**RECORDED INFORMATION:**
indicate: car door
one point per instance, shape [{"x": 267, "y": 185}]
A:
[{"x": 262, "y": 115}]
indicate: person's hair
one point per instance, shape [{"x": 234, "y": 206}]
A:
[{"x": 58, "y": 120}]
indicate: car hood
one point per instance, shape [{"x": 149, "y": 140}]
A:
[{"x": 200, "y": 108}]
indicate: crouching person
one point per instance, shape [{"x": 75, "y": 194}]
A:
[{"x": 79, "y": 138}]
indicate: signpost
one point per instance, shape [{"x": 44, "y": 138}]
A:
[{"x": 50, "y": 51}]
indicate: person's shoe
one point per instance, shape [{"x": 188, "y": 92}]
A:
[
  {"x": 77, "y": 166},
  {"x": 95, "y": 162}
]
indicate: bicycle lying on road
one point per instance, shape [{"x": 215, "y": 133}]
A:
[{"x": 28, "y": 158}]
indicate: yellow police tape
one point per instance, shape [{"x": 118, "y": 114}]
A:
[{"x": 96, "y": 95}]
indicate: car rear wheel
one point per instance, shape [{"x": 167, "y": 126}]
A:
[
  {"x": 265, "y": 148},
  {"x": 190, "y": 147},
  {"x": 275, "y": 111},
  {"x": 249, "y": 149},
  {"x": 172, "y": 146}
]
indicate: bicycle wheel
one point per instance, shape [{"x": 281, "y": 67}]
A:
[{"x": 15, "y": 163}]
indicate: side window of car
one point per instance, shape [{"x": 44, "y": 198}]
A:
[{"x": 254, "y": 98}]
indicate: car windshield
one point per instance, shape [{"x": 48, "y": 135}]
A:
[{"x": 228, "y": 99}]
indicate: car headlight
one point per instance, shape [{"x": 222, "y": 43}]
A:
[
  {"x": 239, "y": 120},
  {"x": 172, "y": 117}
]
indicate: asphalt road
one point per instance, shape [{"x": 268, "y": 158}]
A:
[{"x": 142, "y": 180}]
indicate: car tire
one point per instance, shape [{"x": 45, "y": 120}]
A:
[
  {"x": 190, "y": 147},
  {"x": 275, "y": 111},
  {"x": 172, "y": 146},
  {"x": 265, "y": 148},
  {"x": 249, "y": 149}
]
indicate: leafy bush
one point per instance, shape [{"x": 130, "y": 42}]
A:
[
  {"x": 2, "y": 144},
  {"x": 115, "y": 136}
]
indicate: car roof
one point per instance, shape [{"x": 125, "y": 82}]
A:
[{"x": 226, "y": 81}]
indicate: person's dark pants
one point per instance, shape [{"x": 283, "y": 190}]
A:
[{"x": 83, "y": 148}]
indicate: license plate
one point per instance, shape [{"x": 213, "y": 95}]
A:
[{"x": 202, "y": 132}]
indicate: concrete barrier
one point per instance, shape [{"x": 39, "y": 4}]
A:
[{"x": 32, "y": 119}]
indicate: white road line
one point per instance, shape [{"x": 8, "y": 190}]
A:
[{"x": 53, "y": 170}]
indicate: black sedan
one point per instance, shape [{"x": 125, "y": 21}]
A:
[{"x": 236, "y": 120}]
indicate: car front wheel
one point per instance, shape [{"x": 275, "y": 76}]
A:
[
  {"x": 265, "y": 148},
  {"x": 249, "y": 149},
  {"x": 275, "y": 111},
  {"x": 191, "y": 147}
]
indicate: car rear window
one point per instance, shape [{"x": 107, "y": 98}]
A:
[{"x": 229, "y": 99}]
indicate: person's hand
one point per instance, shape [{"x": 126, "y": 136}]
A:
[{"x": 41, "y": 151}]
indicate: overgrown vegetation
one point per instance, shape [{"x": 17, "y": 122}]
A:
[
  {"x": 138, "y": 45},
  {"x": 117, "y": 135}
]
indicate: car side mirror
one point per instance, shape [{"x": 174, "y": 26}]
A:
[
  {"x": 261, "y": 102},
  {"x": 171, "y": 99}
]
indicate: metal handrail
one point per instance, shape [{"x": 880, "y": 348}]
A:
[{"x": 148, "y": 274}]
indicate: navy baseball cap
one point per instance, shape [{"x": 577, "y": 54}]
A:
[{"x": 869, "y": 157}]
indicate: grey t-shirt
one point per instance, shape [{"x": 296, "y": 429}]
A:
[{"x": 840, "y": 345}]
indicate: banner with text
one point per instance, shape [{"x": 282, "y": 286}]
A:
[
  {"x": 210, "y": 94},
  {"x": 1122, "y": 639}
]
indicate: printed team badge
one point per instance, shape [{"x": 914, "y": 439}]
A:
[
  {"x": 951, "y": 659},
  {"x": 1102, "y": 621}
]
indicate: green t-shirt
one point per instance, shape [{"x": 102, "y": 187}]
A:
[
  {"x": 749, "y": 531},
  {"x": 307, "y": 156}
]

**DIRECTIVE:**
Change "indicate" to "mark" throughout all the items above and write them out again. Leave everything else unchanged.

**FINAL ANSWER:**
mark: car door
one point per instance, shape [{"x": 267, "y": 185}]
A:
[{"x": 262, "y": 115}]
mark: person's hair
one point per instance, shape [{"x": 234, "y": 206}]
A:
[{"x": 58, "y": 120}]
mark: car hood
one point per instance, shape [{"x": 149, "y": 140}]
A:
[{"x": 200, "y": 108}]
mark: crouching person
one point per instance, shape [{"x": 75, "y": 194}]
A:
[{"x": 79, "y": 138}]
mark: signpost
one point per instance, shape [{"x": 44, "y": 138}]
A:
[{"x": 50, "y": 51}]
mark: person's shoe
one point per instance, shape [{"x": 188, "y": 92}]
A:
[
  {"x": 77, "y": 166},
  {"x": 95, "y": 162}
]
mark: bicycle lying on road
one point per instance, shape [{"x": 215, "y": 133}]
A:
[{"x": 28, "y": 158}]
mark: yellow police tape
one point per instance, shape [{"x": 118, "y": 114}]
A:
[{"x": 96, "y": 95}]
mark: car rear wheel
one point per instance, shape [{"x": 167, "y": 126}]
A:
[
  {"x": 265, "y": 148},
  {"x": 190, "y": 147},
  {"x": 275, "y": 111},
  {"x": 249, "y": 149},
  {"x": 172, "y": 146}
]
mark: bicycle wheel
one point per instance, shape [{"x": 281, "y": 67}]
A:
[{"x": 15, "y": 163}]
mark: side window of car
one point per instance, shape [{"x": 44, "y": 198}]
A:
[{"x": 254, "y": 98}]
mark: car windshield
one point per instance, shape [{"x": 48, "y": 135}]
A:
[{"x": 228, "y": 99}]
mark: car headlight
one point per instance, shape [{"x": 222, "y": 43}]
A:
[
  {"x": 239, "y": 120},
  {"x": 172, "y": 117}
]
mark: asphalt road
one point per instance, shape [{"x": 268, "y": 158}]
A:
[{"x": 142, "y": 180}]
mark: car tire
one point per instance, shape [{"x": 45, "y": 120}]
A:
[
  {"x": 190, "y": 147},
  {"x": 275, "y": 111},
  {"x": 172, "y": 146},
  {"x": 265, "y": 148},
  {"x": 249, "y": 149}
]
mark: leafy bush
one point per instance, shape [{"x": 130, "y": 42}]
A:
[
  {"x": 2, "y": 144},
  {"x": 115, "y": 136}
]
mark: car roof
one point per instance, shape [{"x": 125, "y": 82}]
A:
[{"x": 226, "y": 81}]
mark: person's dark pants
one point per instance, shape [{"x": 283, "y": 190}]
A:
[{"x": 83, "y": 148}]
mark: license plate
one point per instance, shape [{"x": 213, "y": 95}]
A:
[{"x": 202, "y": 132}]
mark: concrete barrier
one point per instance, shape [{"x": 39, "y": 4}]
A:
[{"x": 32, "y": 119}]
mark: white road line
one point per instance, shape [{"x": 8, "y": 190}]
A:
[{"x": 53, "y": 170}]
mark: black sedan
one point per instance, shape [{"x": 125, "y": 21}]
A:
[{"x": 236, "y": 120}]
mark: car front wheel
one point per instance, shape [{"x": 275, "y": 76}]
A:
[
  {"x": 265, "y": 148},
  {"x": 249, "y": 149},
  {"x": 275, "y": 111},
  {"x": 191, "y": 147}
]
mark: car rear window
one point per instance, shape [{"x": 107, "y": 98}]
A:
[{"x": 229, "y": 99}]
mark: person's hand
one point per instance, shape [{"x": 126, "y": 136}]
A:
[{"x": 41, "y": 151}]
mark: overgrown vegetation
one point per instance, shape [{"x": 17, "y": 122}]
A:
[
  {"x": 138, "y": 45},
  {"x": 117, "y": 135}
]
mark: car side mirror
one point per instance, shape [{"x": 174, "y": 26}]
A:
[
  {"x": 261, "y": 102},
  {"x": 171, "y": 99}
]
mark: metal handrail
one point per instance, shape [{"x": 880, "y": 348}]
A:
[{"x": 148, "y": 274}]
mark: navy baseball cap
one point per instance, shape [{"x": 577, "y": 54}]
A:
[{"x": 869, "y": 157}]
mark: grey t-shirt
one point per instance, shape [{"x": 296, "y": 429}]
A:
[{"x": 840, "y": 345}]
mark: banner with text
one point per instance, shape [{"x": 282, "y": 286}]
A:
[
  {"x": 210, "y": 94},
  {"x": 1122, "y": 639}
]
mark: printed team badge
one point per instance, shape [{"x": 914, "y": 439}]
A:
[
  {"x": 951, "y": 659},
  {"x": 1102, "y": 621}
]
mark: green t-shirt
one point per instance, shape [{"x": 102, "y": 187}]
A:
[
  {"x": 749, "y": 531},
  {"x": 307, "y": 156}
]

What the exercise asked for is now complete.